* [Given request] Pick out each line of the material containing the word "mushroom", matching case exactly, and copy those lines.
** start of Material for this exercise **
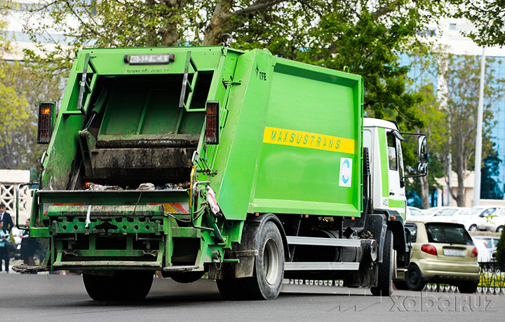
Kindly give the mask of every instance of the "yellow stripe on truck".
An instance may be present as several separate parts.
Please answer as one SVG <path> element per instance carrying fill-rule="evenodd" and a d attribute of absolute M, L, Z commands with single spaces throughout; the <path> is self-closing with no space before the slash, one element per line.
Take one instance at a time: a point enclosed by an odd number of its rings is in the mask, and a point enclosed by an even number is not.
<path fill-rule="evenodd" d="M 354 154 L 354 140 L 294 130 L 265 127 L 263 142 Z"/>

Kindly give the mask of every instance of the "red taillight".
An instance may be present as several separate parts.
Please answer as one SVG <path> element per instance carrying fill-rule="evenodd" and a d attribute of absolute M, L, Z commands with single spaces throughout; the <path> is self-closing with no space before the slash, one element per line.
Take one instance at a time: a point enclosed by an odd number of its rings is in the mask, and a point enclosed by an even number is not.
<path fill-rule="evenodd" d="M 472 257 L 477 257 L 478 256 L 478 251 L 477 250 L 477 247 L 473 247 L 473 249 L 472 249 Z"/>
<path fill-rule="evenodd" d="M 37 143 L 47 144 L 53 134 L 55 102 L 41 102 L 39 104 Z"/>
<path fill-rule="evenodd" d="M 430 255 L 437 255 L 436 248 L 433 245 L 424 244 L 421 246 L 421 250 Z"/>
<path fill-rule="evenodd" d="M 219 102 L 207 102 L 206 120 L 207 144 L 219 144 Z"/>

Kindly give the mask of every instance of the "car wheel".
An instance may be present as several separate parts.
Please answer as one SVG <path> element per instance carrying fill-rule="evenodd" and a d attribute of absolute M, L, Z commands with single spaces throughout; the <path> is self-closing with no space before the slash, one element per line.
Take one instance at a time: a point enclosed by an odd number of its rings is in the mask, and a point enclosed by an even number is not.
<path fill-rule="evenodd" d="M 458 284 L 457 287 L 459 293 L 474 293 L 477 291 L 478 284 L 473 282 L 462 282 Z"/>
<path fill-rule="evenodd" d="M 421 290 L 424 288 L 426 282 L 423 281 L 422 273 L 417 265 L 412 265 L 407 270 L 405 282 L 412 290 Z"/>

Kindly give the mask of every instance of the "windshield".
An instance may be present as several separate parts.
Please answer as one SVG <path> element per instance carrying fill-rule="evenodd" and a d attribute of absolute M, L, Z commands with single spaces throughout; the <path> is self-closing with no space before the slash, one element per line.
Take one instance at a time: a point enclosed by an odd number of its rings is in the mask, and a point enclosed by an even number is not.
<path fill-rule="evenodd" d="M 470 208 L 470 214 L 471 215 L 475 215 L 476 214 L 478 214 L 480 211 L 481 211 L 484 208 L 481 206 L 473 206 Z"/>
<path fill-rule="evenodd" d="M 443 210 L 438 214 L 439 216 L 452 216 L 454 214 L 458 209 L 457 208 L 450 208 L 448 209 Z"/>
<path fill-rule="evenodd" d="M 426 224 L 428 240 L 431 243 L 473 245 L 473 241 L 464 226 L 443 223 Z"/>
<path fill-rule="evenodd" d="M 435 211 L 438 211 L 438 209 L 440 209 L 440 208 L 433 207 L 433 208 L 430 208 L 429 209 L 426 209 L 426 210 L 424 210 L 424 212 L 425 215 L 431 215 L 431 214 L 433 214 Z"/>

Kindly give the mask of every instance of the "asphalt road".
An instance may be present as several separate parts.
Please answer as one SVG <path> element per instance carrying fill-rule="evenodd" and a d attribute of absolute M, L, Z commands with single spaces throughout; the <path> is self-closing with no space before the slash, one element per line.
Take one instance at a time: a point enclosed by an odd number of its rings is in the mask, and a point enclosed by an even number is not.
<path fill-rule="evenodd" d="M 215 283 L 156 278 L 138 302 L 93 301 L 79 275 L 0 274 L 1 321 L 503 321 L 505 295 L 285 284 L 271 301 L 224 301 Z"/>

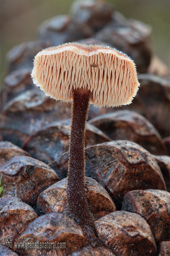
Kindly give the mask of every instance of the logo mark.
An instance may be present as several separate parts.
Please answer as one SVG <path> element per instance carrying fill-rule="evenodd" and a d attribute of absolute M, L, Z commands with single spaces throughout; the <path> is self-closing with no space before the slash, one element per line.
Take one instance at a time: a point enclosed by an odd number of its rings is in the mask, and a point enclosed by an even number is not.
<path fill-rule="evenodd" d="M 6 238 L 6 244 L 8 244 L 8 247 L 9 248 L 9 246 L 10 248 L 12 248 L 12 237 L 10 235 L 8 235 Z"/>

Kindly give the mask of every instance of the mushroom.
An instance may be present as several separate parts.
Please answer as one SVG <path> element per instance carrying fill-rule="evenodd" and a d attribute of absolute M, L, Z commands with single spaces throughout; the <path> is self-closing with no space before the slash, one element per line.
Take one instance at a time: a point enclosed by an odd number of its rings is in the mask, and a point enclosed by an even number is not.
<path fill-rule="evenodd" d="M 46 94 L 56 100 L 72 100 L 67 212 L 85 230 L 92 230 L 94 220 L 84 184 L 89 104 L 100 107 L 130 104 L 139 85 L 135 64 L 109 46 L 72 43 L 43 50 L 34 65 L 33 81 Z"/>

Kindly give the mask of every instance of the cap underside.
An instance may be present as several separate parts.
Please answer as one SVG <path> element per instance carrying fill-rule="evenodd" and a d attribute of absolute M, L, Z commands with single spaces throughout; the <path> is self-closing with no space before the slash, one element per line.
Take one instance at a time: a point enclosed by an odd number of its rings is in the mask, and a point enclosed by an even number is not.
<path fill-rule="evenodd" d="M 36 84 L 56 100 L 67 101 L 74 90 L 83 88 L 91 92 L 92 103 L 97 106 L 131 102 L 139 85 L 132 60 L 109 48 L 71 44 L 37 55 L 32 74 Z"/>

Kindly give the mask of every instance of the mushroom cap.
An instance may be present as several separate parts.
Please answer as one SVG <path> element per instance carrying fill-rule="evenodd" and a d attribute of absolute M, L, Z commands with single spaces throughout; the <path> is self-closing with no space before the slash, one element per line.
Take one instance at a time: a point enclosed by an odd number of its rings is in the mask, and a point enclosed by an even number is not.
<path fill-rule="evenodd" d="M 68 101 L 74 91 L 84 89 L 96 106 L 119 106 L 131 103 L 139 85 L 133 61 L 109 46 L 72 43 L 50 47 L 37 54 L 34 65 L 34 83 L 56 100 Z"/>

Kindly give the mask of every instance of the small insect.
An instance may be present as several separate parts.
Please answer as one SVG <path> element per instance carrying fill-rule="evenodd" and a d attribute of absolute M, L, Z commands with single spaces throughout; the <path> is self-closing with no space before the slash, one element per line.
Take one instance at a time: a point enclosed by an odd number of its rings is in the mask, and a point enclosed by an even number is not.
<path fill-rule="evenodd" d="M 90 67 L 92 67 L 93 68 L 96 68 L 96 67 L 97 67 L 97 66 L 96 65 L 95 63 L 93 62 L 92 64 L 90 64 Z"/>

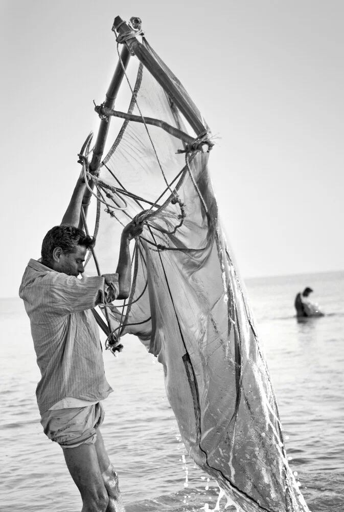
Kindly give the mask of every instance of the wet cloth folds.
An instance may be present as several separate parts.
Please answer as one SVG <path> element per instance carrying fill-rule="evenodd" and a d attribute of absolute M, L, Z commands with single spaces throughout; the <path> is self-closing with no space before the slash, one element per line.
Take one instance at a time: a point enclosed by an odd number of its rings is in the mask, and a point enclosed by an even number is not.
<path fill-rule="evenodd" d="M 76 407 L 47 411 L 40 422 L 44 433 L 62 448 L 75 448 L 80 444 L 93 444 L 97 429 L 105 416 L 100 402 L 88 407 Z"/>

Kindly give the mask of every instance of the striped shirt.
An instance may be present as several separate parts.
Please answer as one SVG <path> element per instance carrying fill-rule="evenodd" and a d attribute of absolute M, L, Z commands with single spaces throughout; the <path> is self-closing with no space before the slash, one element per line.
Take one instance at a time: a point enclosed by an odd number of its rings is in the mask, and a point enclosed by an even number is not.
<path fill-rule="evenodd" d="M 112 390 L 105 375 L 98 326 L 90 308 L 116 298 L 118 275 L 78 279 L 30 260 L 19 296 L 30 318 L 41 378 L 41 414 L 67 397 L 96 401 Z"/>

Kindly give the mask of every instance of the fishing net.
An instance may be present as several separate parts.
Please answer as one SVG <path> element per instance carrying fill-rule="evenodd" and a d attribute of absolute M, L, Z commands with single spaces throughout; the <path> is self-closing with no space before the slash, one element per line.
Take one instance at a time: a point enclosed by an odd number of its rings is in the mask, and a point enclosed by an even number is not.
<path fill-rule="evenodd" d="M 144 38 L 143 44 L 204 124 Z M 196 140 L 190 145 L 160 126 L 116 121 L 113 143 L 95 179 L 96 252 L 102 273 L 114 271 L 123 226 L 138 214 L 145 222 L 132 254 L 130 297 L 123 308 L 106 308 L 116 343 L 126 333 L 135 334 L 163 365 L 185 446 L 237 510 L 307 511 L 288 466 L 268 370 L 220 224 L 208 169 L 211 139 L 193 132 L 134 58 L 122 83 L 126 88 L 126 112 L 163 121 Z M 109 338 L 108 346 L 111 343 Z"/>

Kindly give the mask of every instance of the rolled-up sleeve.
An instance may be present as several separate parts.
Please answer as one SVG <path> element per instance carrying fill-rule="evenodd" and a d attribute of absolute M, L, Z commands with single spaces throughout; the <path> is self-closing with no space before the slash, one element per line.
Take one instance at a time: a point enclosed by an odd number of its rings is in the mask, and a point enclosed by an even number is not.
<path fill-rule="evenodd" d="M 54 273 L 49 286 L 49 299 L 54 310 L 61 314 L 77 313 L 114 300 L 118 295 L 118 278 L 114 278 L 117 274 L 110 275 L 113 278 L 106 283 L 102 276 L 78 279 Z"/>

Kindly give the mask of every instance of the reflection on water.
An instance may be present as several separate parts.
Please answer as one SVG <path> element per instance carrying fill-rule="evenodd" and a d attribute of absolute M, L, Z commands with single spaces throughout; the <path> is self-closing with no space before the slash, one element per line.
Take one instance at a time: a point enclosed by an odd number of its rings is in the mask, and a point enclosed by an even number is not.
<path fill-rule="evenodd" d="M 299 322 L 293 299 L 306 281 L 329 314 Z M 291 468 L 312 512 L 342 512 L 344 274 L 255 280 L 247 288 Z M 0 510 L 77 512 L 79 493 L 61 450 L 45 438 L 39 423 L 39 372 L 28 321 L 19 301 L 1 306 Z M 216 482 L 208 481 L 187 456 L 165 397 L 162 367 L 135 339 L 123 342 L 119 357 L 104 353 L 115 391 L 104 402 L 102 431 L 128 512 L 193 512 L 206 503 L 213 509 Z"/>

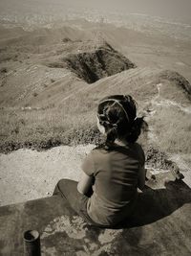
** end of Material for this exercise **
* [Written answer]
Kindly give the mask of every instance of the mushroom.
Kindly give the mask of every instance of the mushroom cap.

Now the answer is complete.